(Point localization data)
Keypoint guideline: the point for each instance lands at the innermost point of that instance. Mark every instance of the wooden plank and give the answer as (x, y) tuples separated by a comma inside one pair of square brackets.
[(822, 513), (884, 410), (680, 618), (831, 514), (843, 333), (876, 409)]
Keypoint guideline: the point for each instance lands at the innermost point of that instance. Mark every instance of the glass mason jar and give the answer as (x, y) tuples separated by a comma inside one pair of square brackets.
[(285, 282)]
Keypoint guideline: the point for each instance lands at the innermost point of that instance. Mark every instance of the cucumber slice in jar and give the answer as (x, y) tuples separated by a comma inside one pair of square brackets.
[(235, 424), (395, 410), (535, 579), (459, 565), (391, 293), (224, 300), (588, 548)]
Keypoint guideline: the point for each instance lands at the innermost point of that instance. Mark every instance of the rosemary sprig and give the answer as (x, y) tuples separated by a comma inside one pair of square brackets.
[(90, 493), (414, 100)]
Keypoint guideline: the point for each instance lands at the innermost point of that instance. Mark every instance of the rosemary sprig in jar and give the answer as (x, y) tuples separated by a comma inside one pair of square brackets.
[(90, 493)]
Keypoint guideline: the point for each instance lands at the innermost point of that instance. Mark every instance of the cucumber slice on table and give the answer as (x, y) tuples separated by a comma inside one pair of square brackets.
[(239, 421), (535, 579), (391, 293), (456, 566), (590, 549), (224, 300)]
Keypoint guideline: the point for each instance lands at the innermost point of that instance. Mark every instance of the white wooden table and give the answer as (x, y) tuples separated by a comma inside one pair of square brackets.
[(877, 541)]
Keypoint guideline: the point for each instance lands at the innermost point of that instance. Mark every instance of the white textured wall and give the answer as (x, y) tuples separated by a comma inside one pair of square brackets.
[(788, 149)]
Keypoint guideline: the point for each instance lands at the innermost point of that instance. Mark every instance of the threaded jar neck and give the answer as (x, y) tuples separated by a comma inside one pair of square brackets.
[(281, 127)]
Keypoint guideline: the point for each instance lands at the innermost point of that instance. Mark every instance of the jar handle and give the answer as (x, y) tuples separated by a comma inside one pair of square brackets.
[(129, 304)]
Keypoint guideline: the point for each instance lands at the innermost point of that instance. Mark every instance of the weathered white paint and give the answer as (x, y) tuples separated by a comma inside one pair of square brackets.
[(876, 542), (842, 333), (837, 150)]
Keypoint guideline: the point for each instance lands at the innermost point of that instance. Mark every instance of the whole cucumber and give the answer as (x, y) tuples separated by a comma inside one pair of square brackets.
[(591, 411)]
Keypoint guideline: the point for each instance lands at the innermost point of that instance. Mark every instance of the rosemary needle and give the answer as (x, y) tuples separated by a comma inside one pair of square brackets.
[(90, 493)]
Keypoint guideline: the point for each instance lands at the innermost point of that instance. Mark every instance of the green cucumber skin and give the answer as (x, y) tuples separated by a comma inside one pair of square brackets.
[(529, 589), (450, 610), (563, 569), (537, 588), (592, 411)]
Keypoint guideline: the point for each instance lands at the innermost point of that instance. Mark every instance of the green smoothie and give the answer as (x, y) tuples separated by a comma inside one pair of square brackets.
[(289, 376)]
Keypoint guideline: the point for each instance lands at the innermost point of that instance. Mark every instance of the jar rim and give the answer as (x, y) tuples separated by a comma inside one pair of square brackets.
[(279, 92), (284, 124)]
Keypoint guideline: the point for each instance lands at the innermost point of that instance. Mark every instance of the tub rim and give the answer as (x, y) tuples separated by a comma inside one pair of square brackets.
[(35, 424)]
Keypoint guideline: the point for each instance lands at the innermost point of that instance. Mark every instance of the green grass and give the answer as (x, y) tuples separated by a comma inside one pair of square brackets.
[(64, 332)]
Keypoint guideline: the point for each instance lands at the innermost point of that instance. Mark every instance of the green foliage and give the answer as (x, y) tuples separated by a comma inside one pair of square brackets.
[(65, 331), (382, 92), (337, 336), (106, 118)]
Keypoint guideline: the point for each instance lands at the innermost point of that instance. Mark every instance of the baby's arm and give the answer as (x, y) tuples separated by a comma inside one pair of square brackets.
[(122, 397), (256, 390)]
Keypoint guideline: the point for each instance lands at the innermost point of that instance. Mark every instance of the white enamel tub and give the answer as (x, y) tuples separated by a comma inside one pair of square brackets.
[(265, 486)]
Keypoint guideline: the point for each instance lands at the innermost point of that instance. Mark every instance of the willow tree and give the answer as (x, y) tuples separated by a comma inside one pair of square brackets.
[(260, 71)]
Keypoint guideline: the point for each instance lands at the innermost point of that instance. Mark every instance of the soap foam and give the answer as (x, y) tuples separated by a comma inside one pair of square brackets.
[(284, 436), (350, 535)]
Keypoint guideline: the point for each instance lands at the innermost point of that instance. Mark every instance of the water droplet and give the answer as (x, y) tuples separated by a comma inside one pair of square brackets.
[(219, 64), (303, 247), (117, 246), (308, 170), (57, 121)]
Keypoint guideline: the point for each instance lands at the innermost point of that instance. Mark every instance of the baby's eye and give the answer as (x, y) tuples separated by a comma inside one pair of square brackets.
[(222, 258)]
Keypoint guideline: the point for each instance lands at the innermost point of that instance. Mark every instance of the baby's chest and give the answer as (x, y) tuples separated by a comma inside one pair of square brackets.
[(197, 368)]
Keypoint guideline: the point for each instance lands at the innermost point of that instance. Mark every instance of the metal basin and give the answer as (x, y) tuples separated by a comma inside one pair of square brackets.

• [About this task]: Produce the entries above once more, identical in every detail.

• [Exercise response]:
Keypoint guideline: the point for each instance lands at the innermost point of that instance. Mark every instance of the wooden plank and give the answer as (x, y) tuples separated by a comma inside one pair of square brackets.
[(822, 513), (884, 410), (680, 618), (831, 514), (843, 333), (876, 409)]
Keypoint guideline: the point for each instance lands at the innermost point of that instance. Mark every instance of the glass mason jar and give the answer as (x, y) tuples separated by a comma inside one pair of square brackets.
[(285, 282)]
Keypoint guideline: the point for each instance lands at the innermost point of that instance. Mark every instance of the cucumber slice in jar and give the answer as (x, y) tuples separated by a comma inside one pair of square brackets.
[(235, 424), (395, 410), (535, 579), (459, 565), (391, 293), (224, 300), (588, 548)]
Keypoint guideline: the point for each instance lands at the innermost point of that instance. Mark every instance of the rosemary sprig and give the answer as (x, y) tuples separated by a comma inside one pair of square brackets.
[(90, 493), (414, 100)]
Keypoint guideline: the point for each instance lands at the innermost point of that instance. Mark every instance of the rosemary sprig in jar and give the answer as (x, y) tuples separated by a comma inside one pair of square brackets.
[(90, 493)]
Keypoint guideline: the point for each instance lands at the innermost point of that instance. Mark every instance of the cucumber slice on table and give the answer as (x, y) tuples separated by a comma inside one pair of square brackets.
[(239, 421), (535, 579), (391, 293), (456, 566), (590, 549), (224, 300)]
Keypoint guideline: the point for each instance lands at the innermost point of that instance. Mark every instance of the white wooden table and give the answer as (x, y) tuples separated by a comma inside one pair of square brackets.
[(877, 541)]
Keypoint guideline: the point for each instance lands at the innermost point of that instance. Mark every instance of the white textured wall and give the answer as (x, y) tuples separated by a comma inside one pair of square brackets.
[(788, 149)]
Keypoint guideline: the point for each instance lands at the innermost point of that instance. Mark every instance of the threaded jar neck and give the answer as (x, y) tuples separated by a comma inside one pair of square brackets.
[(281, 127)]
Keypoint guideline: the point for each instance lands at the innermost point of that instance. Mark every instance of the jar handle and give the answer as (x, y) tuples separated by a comma inside one pair of square brackets.
[(129, 304)]
Keypoint guideline: the point for each instance lands at the innermost point of that instance. Mark every instance of the weathered white paint and give the answer as (x, y) tuples separated by a comma inside one pair of square brackets.
[(876, 542), (842, 333), (837, 150)]
Keypoint guideline: the point for each instance lands at the innermost point of that instance. Mark every instance of the whole cucumber and give the answer as (x, y) tuples separated by a comma inside one pair of square brackets.
[(591, 411)]
Keypoint guideline: the point for each instance lands at the innermost point of that instance. Mark every instance of the rosemary needle and give the answer as (x, y) tuples separated by a comma inside one pair of square brackets.
[(90, 493)]
Keypoint guideline: the point for each instance lands at the innermost point of that instance. Mark every instance of the green cucumber skin and give the answer as (x, y) tuples separated by a comma inside one pair of square brackets.
[(529, 589), (450, 610), (563, 569), (537, 588), (592, 411)]
Keypoint guideline: the point for each instance lands at the innermost point of that instance. Mark every instance of the green smoothie and give the answer as (x, y) tuples separated by a comma inside one pair of square brackets.
[(289, 376)]
Keypoint guideline: the point for each instance lands at the innermost point of that instance. Mark every instance of the jar rim and give the answer as (x, y) tuples separated by a comma inside one pair of square brackets.
[(279, 92), (284, 124)]
Keypoint guideline: the point for each instance lands at the innermost point of that instance. Mark every instance of the tub rim and give the answer as (x, y) tuples separated by a comma inside one pair of square brackets.
[(35, 424)]
Keypoint guideline: the point for each instance lands at the innermost point of that instance. Mark every instance of the green grass and give the answer as (x, y) tuples separated by a comma inside one pair of square brackets.
[(64, 332)]
Keypoint guideline: the point for each instance lands at the innermost point of that instance. Mark every instance of the green foliage and give the answer as (x, y) tuples separated by a comma inside one pair of square brackets.
[(65, 331), (382, 92), (337, 336), (106, 118)]
Keypoint guideline: the point for each instance lands at the innermost point of that instance. Mark every instance of the baby's arm and give the answer as (x, y) tuples separated by a comma inside one pair of square brackets.
[(122, 397), (256, 390)]
Keypoint guideline: the point for each instance lands at the innermost point of that instance. Mark every instance of the white enamel tub and give the answer as (x, y) tuples separated by a comma inside one pair of square brackets.
[(265, 486)]
Keypoint guideline: the point for each instance lands at the innermost point of that instance. Mark every instance of the willow tree and give the answer as (x, y) tuples separated by a comma inside one pair of square brackets.
[(260, 71)]
Keypoint guideline: the point for each instance lands at the innermost point of that instance. Mark every instance of the soap foam and give the answer as (x, y) tuples separated by a comma inside one pair of square brackets.
[(284, 436), (350, 535)]
Keypoint guideline: the point for each instance lands at the innermost point of that instance. Mark every instance of the water droplet and give the answer as (x, y) tuples separated by a comma inside one pair of square brackets.
[(219, 64), (303, 247), (117, 246), (308, 170), (57, 121)]
Keypoint guideline: the point for each instance lands at the innermost point of that instance. Mark every instance of the baby's eye and give the answer as (x, y) tuples separated by a comma inside one pair of square brackets.
[(222, 258)]
Keypoint guideline: the point for each instance lands at the innermost point of that instance. Mark every instance of the baby's chest and give the answer as (x, y) tuples separated by a comma inside one pair of square brackets.
[(197, 368)]
Keypoint guideline: the point for each instance lands at the innermost point of that instance. Mark every instance of the metal basin and give the answer as (x, y) tuples separated by a comma inside one pair of square brackets.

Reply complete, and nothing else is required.